Instructions for the task: Reproduce every line of the entries below verbatim, with no changes.

Materials provided:
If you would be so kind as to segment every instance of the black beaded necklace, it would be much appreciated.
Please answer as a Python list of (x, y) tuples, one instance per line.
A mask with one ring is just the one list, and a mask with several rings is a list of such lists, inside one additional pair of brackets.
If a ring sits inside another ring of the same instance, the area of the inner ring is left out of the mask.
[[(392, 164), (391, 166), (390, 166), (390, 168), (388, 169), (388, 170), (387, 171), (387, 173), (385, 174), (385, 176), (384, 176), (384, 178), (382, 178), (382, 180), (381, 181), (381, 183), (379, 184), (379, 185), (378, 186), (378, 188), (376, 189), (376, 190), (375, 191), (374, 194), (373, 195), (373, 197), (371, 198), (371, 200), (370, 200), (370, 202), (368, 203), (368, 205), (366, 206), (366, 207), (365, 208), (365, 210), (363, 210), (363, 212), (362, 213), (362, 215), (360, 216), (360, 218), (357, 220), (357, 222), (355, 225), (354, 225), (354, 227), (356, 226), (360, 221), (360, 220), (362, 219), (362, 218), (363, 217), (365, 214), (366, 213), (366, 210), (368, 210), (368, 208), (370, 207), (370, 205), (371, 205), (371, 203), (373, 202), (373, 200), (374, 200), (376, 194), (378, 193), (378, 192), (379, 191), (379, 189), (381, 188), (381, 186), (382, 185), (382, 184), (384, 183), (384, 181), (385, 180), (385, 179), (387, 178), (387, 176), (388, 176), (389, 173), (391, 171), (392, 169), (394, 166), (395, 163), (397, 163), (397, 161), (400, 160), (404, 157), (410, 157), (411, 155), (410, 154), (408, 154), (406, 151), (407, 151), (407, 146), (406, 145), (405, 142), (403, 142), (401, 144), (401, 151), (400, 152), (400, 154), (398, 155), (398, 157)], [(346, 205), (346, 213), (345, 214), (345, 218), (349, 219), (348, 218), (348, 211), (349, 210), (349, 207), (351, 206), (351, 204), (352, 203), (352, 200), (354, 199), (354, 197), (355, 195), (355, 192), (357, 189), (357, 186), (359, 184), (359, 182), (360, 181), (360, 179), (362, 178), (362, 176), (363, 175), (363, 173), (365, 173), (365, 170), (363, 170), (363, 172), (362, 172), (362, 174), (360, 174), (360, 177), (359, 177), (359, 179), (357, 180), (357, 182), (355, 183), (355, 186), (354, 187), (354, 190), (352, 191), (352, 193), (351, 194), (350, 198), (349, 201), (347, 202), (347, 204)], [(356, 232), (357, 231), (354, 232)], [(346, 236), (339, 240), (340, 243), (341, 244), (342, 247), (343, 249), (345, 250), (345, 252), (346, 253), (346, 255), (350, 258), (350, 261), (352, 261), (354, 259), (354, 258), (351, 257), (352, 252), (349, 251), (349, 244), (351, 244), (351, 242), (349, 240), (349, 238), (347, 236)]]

Reply:
If you would be so kind as to segment every instance of the black beaded necklace, it would be much appreciated.
Please answer as a Python list of (x, y) tuples, one instance per line.
A mask with one ring is just the one list, and a mask with several rings is a list of such lists, inside one additional pair of brackets.
If a ring sits inside another ring of the same instance, the area of the inner ring is left out of the mask.
[[(392, 164), (391, 166), (390, 166), (390, 168), (388, 169), (388, 170), (387, 171), (387, 173), (385, 174), (385, 176), (384, 176), (384, 178), (382, 178), (382, 180), (381, 181), (381, 183), (379, 184), (379, 185), (378, 186), (378, 188), (376, 189), (376, 190), (375, 191), (374, 194), (373, 195), (373, 197), (371, 198), (371, 200), (370, 200), (370, 202), (368, 203), (368, 205), (366, 206), (366, 207), (365, 208), (365, 210), (363, 210), (363, 212), (362, 213), (362, 215), (360, 216), (360, 218), (357, 220), (357, 222), (355, 225), (354, 225), (354, 227), (356, 226), (360, 221), (360, 220), (362, 219), (362, 218), (363, 217), (365, 214), (366, 213), (366, 210), (368, 210), (368, 208), (370, 207), (370, 205), (371, 205), (371, 203), (373, 202), (373, 200), (374, 200), (376, 194), (378, 193), (378, 192), (379, 191), (379, 189), (381, 188), (381, 186), (382, 185), (382, 184), (384, 183), (384, 181), (385, 180), (385, 179), (387, 178), (387, 176), (388, 176), (389, 173), (391, 171), (392, 169), (394, 166), (395, 163), (397, 163), (397, 161), (400, 160), (404, 157), (410, 157), (411, 155), (410, 154), (408, 154), (406, 151), (407, 151), (407, 146), (406, 145), (405, 142), (403, 142), (401, 144), (401, 151), (400, 152), (400, 154), (398, 155), (398, 157)], [(346, 205), (346, 213), (345, 214), (345, 218), (349, 219), (348, 218), (348, 211), (349, 210), (349, 207), (351, 206), (351, 204), (352, 203), (352, 200), (354, 199), (354, 197), (355, 195), (355, 192), (357, 189), (357, 186), (359, 184), (359, 182), (360, 181), (360, 179), (362, 178), (362, 176), (363, 175), (363, 173), (365, 173), (365, 170), (363, 170), (363, 172), (362, 172), (362, 174), (360, 174), (360, 177), (359, 177), (359, 179), (357, 180), (357, 182), (355, 183), (355, 186), (354, 187), (354, 190), (352, 191), (352, 193), (351, 194), (350, 198), (349, 201), (347, 202), (347, 204)], [(356, 232), (357, 231), (354, 232)], [(346, 236), (339, 240), (340, 243), (341, 244), (342, 247), (343, 249), (345, 250), (345, 252), (346, 253), (346, 255), (350, 258), (350, 261), (352, 261), (354, 259), (354, 258), (351, 257), (352, 252), (349, 251), (349, 244), (351, 244), (351, 242), (349, 240), (349, 238), (347, 236)]]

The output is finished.